• Assignment
In full and without alteration, write out the lines below.

-- Opening Marker --

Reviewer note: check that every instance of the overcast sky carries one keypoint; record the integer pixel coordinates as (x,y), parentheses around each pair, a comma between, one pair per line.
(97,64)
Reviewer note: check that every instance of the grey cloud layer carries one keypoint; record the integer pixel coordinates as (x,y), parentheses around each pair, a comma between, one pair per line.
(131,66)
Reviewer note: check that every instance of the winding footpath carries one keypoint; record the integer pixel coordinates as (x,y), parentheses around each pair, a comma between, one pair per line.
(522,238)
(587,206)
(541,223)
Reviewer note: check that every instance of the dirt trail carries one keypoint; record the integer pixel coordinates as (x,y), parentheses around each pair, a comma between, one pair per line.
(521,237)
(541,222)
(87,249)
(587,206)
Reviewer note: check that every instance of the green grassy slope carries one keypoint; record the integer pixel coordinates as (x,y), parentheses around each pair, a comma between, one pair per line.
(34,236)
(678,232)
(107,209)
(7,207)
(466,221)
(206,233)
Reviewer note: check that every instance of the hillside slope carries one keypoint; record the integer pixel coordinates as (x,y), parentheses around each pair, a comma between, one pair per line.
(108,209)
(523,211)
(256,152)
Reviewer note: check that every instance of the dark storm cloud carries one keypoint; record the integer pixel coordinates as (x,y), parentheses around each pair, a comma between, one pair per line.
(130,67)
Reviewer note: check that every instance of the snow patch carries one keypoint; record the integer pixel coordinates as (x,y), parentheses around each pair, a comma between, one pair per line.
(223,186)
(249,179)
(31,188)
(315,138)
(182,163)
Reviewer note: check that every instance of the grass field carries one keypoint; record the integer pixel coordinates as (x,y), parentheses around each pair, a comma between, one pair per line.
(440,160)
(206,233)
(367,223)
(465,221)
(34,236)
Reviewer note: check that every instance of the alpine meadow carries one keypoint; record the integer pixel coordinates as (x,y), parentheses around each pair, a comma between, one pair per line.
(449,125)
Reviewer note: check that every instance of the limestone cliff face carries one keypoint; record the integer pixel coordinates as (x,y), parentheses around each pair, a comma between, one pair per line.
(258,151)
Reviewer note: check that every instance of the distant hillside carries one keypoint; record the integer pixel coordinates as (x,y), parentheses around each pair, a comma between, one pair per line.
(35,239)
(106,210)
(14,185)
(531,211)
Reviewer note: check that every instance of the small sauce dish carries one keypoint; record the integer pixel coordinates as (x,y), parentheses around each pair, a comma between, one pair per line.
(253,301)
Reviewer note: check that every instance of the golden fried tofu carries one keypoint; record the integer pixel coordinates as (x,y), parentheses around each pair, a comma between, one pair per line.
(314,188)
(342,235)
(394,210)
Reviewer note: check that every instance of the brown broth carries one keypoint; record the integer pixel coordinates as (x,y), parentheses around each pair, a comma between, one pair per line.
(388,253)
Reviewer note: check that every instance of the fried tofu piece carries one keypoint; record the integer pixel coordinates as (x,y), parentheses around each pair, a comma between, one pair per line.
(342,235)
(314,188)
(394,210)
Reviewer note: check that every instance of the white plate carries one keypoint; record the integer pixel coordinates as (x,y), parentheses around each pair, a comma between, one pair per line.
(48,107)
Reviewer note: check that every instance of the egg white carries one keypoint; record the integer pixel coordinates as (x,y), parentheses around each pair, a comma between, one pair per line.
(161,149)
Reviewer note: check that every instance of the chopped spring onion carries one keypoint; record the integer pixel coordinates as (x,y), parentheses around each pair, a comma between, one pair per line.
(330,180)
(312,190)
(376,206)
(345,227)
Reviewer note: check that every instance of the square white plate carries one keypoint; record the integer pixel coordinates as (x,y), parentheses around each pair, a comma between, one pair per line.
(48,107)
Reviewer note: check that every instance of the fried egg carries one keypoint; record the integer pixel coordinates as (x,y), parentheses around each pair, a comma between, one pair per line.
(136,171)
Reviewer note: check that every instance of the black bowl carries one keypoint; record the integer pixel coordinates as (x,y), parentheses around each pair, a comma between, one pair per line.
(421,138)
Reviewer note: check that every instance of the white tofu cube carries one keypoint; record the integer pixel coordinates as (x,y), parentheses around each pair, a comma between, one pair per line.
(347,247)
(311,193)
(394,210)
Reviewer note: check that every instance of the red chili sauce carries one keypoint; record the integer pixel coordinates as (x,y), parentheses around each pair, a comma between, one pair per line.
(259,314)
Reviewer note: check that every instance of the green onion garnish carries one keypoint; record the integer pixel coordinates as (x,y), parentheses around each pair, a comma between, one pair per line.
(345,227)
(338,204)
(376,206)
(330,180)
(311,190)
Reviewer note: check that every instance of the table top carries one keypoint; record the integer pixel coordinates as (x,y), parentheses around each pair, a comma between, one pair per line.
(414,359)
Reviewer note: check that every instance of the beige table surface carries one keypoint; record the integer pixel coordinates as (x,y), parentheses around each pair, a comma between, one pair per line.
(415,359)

-- Closing Marker --

• Exercise output
Reviewer note: check that every instance of the overcast sky carries one keypoint; record the integer pixel coordinates as (x,y), parentheses around each pair, a comma between, one pair per line.
(97,64)
Reviewer note: check that every instance of the grey cloud layer carries one keypoint; record the integer pixel coordinates as (x,y), parentheses around each pair, a comma between, one pair per line.
(131,66)
Reviewer note: check that every instance of the winding footpath carries one keypoint; record the integer pixel coordinates as (x,y), parentheses around each pair, a comma between, one pair per line.
(522,238)
(587,206)
(541,223)
Reviewer note: check that every instance of the dirt trail carries one keypoint; record the integer pixel coordinates as (x,y), parentheses around each pair, a comma between, one pair per line.
(521,237)
(541,222)
(87,249)
(587,206)
Reviewer note: check that every instance of the green grassy slope carries one keypoint; record the integer pixel coordinates as (x,y), parentheses around each pair, a comma between, one pair per line.
(34,236)
(678,232)
(107,209)
(7,207)
(466,221)
(206,233)
Reviewer note: check that every instance of the hillside slope carries one keypoint; record the integer pixel coordinates as (x,y), parentheses around each pair, a comma between, one pair per line.
(108,209)
(523,211)
(256,152)
Reviewer note: check that every instance of the dark storm cloud carries one keypoint; record the integer pixel coordinates as (x,y), parentheses around each pair, a comma between, one pair per line.
(130,67)
Reviewer note: check that every instance of the snow patch carries one keypoint; record the integer pixel coordinates as (x,y), parentheses around each pair, a comma between, one pair per line.
(223,186)
(249,179)
(31,188)
(315,138)
(182,163)
Reviewer note: check that every instance of the grass field carries one keypoint; record the integer pixel coordinates as (x,y), parentheses around each pair, a comma between, one pair per line.
(440,160)
(206,233)
(367,223)
(465,221)
(34,236)
Reviewer note: check that every instance of the alpine meadow carries one keypoint; record the integer pixel coordinates as (x,y), parentheses around each pair, a comma between, one pair per line.
(449,125)
Reviewer note: check that every instance of the limestone cliff face carries one keypoint; record the integer pixel coordinates as (x,y), parentheses around each pair, a comma between, one pair per line.
(258,151)
Reviewer note: check that every instance of the distant hillside carries one keypoint; record the integer pixel coordinates as (x,y), parentheses around each pair, a comma between, one pair per line.
(35,239)
(106,210)
(14,185)
(531,211)
Reviewer note: check that every instance of the small sauce dish carries one keypoint; record the integer pixel coordinates as (x,y), parentheses around each pair, a comma between, one pair per line.
(253,301)
Reviewer note: check that every instance of the golden fried tofu carries one keypoint; record the integer pixel coordinates as (x,y), parentheses around each pair, a comma between, one pair per line.
(314,188)
(342,235)
(394,210)
Reviewer note: check that every instance of the brown broth carries one keypoint; record the integer pixel coordinates as (x,y), parentheses around each pair, a comma between, one pair per line.
(388,253)
Reviewer note: check that every instance of the fried tofu piece carries one keypoint; record the integer pixel coordinates as (x,y), parentheses around each pair, a comma between, one pair per line.
(342,235)
(314,188)
(394,210)
Reviewer note: check that every instance of the white plate carries one keypoint; record the integer pixel coordinates as (x,y), parentheses around each pair, a comma between, one pair per line.
(48,107)
Reviewer note: check that every instance of the egg white carries one keypoint; record the integer pixel coordinates as (x,y), parentheses around each pair, a comma between, one pair per line.
(161,149)
Reviewer note: check that every instance of the chopped spring onion carries one keypoint; record the integer pixel coordinates as (x,y), parentheses around each pair, a comma between, one pair per line.
(330,180)
(312,190)
(376,206)
(345,227)
Reviewer note: check that every instance of the square white plate carries one keypoint; record the integer pixel coordinates as (x,y), parentheses around each pair, a comma between, one pair per line.
(48,107)
Reviewer note: check that every instance of the fried egg carries one keypoint; record the integer pixel coordinates as (x,y), parentheses around each pair, a comma between, one pair per line.
(136,171)
Reviewer note: check that every instance of the black bowl carries one keypoint; record the integer pixel coordinates as (x,y), parentheses around each pair, a comma between, one pair per line.
(421,138)
Reviewer note: check that every instance of the white tofu cube carries one keypoint; record the integer pixel coordinates as (x,y), parentheses around each pair, a comma between, one pair per line.
(347,247)
(311,193)
(394,210)
Reviewer note: check that every instance of the red chili sauce carries one keypoint; record the integer pixel coordinates as (x,y), parentheses around each pair, a comma between, one pair per line.
(259,314)
Reviewer note: check that every instance of the green onion garnish carries one keypoint; record the integer pixel coordinates as (x,y), parentheses around each pair, a comma between, one pair per line.
(345,227)
(338,204)
(376,206)
(330,180)
(311,190)
Reviewer note: check that every instance of the table top carries one keypoint; record the integer pixel coordinates as (x,y), parentheses around each pair, a comma between, one pair per line.
(414,359)
Reviewer note: check that every instance of the beige table surface carries one keypoint; record the integer pixel coordinates as (x,y), parentheses around each pair, a comma between, one pair per line.
(415,359)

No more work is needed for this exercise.